[Location labeling records]
____

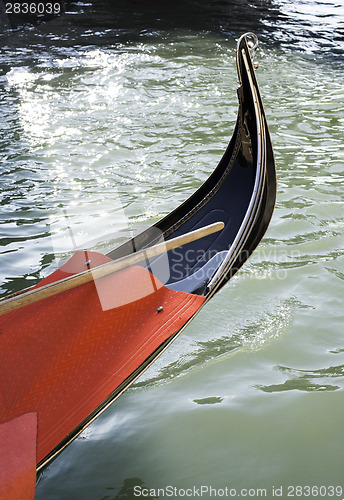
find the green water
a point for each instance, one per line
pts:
(250, 396)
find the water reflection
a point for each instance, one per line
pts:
(314, 27)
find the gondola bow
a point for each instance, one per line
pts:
(66, 358)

____

Please give the material above as a numbered list, skipping blank lines and leaving out the pictures.

Worked solution:
1. find the green water
2. a point for each instance, one per line
3. pts:
4. (250, 396)
5. find the water reflection
6. a point for each instance, one per line
7. pts:
8. (314, 27)
9. find the gondola bow
10. a point for each instance, one per line
11. pts:
12. (66, 358)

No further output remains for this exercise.